◆ **Work instructions**
Please carry on the passage about safety and security in smart cities from its last sentence.

◆ **Passage to read**

With smart cities, there needs to be a big emphasis on the “safety” element of security. Smart City planners need to think about how they can use this technology to make a city safer and ensure the inhabitants feel safer too. Close systems integration and data mining are the keystones to protecting smart cities. All the components (public/private surveillance and access control, policing/emergency services etc.) need to work together to marshal resources to where they are needed, ensuring the issue is taken care of immediately. Other elements such as automated Smart Streetlighting and a network of surveillance systems are all crucial, but at the end of the day people do not want to feel like they are living in a prison. Physical security needs complement a Smart City, to ensure citizens genuinely feel safe, but at the same time do not feel like they are being snooped upon.

There are many challenges, the least among them a standardised approach to integration of systems, or making it possible to integrate, with different systems. In smart cities, there are a lot of different systems being managed from the same control room, and the level of integration hasn’t gone as far as we’d like. These integrations could be costly, but they can avoid the scenario of “built once, maintained forever.” Through the interoperability of systems, cities will be able to mix manufacturers and devices. This will become even more important as public spaces will be required to adhere to new requirements, such as social distancing and crowd control measures.

◆ **Extracted data**
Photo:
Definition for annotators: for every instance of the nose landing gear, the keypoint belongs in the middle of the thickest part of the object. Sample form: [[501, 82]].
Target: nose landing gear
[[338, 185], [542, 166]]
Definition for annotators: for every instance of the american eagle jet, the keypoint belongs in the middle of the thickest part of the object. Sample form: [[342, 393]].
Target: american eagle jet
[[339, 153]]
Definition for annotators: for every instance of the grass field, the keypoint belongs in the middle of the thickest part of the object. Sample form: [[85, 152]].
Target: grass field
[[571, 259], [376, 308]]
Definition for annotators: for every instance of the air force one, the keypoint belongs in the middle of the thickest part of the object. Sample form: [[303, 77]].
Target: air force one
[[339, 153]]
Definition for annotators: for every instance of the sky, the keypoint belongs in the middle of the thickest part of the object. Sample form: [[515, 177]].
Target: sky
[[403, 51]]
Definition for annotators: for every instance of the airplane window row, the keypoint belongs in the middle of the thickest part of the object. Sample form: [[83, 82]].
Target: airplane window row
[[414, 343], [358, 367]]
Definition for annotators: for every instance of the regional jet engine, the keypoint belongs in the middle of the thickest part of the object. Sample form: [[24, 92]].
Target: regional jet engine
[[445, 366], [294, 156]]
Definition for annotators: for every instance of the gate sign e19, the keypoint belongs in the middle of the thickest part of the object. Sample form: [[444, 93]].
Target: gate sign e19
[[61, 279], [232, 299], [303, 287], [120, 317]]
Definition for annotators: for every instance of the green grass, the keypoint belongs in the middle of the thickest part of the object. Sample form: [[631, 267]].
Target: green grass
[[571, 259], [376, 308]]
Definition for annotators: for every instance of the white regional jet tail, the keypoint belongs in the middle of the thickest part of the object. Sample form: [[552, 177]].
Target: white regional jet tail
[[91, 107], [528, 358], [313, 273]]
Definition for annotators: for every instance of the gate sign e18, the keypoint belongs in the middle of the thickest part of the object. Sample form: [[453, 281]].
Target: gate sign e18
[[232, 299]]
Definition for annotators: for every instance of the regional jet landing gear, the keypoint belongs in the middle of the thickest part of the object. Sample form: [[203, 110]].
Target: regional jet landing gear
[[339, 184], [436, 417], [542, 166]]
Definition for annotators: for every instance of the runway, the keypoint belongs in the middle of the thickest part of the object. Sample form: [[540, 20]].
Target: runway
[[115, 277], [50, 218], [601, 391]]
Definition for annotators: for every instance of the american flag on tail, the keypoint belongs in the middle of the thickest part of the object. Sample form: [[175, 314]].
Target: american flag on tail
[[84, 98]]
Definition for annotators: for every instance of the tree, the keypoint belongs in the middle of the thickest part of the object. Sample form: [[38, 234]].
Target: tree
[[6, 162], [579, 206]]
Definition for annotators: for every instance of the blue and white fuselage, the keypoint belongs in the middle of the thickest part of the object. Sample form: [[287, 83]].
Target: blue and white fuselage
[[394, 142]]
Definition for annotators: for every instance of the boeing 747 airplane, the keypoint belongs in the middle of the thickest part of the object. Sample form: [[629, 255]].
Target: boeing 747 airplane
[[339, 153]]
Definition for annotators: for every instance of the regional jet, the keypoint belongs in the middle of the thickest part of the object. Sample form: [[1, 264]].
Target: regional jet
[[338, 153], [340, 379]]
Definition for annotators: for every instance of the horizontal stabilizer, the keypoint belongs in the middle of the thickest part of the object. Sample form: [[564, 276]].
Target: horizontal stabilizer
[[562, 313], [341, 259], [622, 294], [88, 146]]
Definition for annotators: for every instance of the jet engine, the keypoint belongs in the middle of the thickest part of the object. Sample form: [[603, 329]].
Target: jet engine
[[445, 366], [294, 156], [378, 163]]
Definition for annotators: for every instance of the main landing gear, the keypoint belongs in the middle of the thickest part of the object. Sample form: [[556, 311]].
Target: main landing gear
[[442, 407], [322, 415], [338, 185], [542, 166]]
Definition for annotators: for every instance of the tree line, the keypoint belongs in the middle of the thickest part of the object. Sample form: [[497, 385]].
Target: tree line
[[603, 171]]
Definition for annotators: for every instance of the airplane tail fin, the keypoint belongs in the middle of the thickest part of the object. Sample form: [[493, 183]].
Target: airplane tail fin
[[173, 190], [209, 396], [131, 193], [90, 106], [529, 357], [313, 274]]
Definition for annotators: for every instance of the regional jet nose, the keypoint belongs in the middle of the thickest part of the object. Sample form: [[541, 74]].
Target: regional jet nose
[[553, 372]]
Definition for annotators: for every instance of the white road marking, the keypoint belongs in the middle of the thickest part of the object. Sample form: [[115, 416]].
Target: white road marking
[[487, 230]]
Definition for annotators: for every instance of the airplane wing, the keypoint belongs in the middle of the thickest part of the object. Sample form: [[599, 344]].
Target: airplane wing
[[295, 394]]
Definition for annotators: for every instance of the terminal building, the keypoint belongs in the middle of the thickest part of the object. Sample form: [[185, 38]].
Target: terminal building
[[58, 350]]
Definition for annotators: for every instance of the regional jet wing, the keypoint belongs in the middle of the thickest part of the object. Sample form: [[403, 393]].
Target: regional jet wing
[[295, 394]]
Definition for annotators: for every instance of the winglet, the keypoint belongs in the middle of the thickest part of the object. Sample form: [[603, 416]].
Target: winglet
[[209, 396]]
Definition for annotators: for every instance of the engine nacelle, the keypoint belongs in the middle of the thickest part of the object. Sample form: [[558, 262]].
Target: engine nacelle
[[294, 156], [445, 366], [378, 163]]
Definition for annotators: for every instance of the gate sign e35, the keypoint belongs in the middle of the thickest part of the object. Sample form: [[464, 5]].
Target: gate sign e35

◆ **Response for this exercise**
Thomas Schulz ASSA ABLOY EMEA

Connectivity is what makes a city or building smart. The flow of data in every direction is essential. This flow is the neural network of every smart city, enabling better, often automated decision-making in real time. Access control should be an essential part of the picture; it provides physical security for doors and other openings, and it feeds access data back to the system. Access control solutions, therefore, must be flexible and connected by default. We at ASSA ABLOY have just launched the Incedo Business access management system to meet this challenge. It is the first part of an ecosystem that can grow to manage all security technologies from a single, scalable platform — wired and wireless locks, third-party CCTV systems, smart building solutions and much more. Access and device data flow back to the central system, where they can be mined for a range of building management and efficiency purposes.


Editor Summary

Network connectivity and cybersecurity are important aspects of the smart cities environment, as indeed they are of any other security vertical market. Technology challenges, including the need for closer integration among a disparate variety of products, can also be obstacles along the path to the city of the future. In smart cities, a continuous flow of data enables more efficient operations, and greater safety for residents.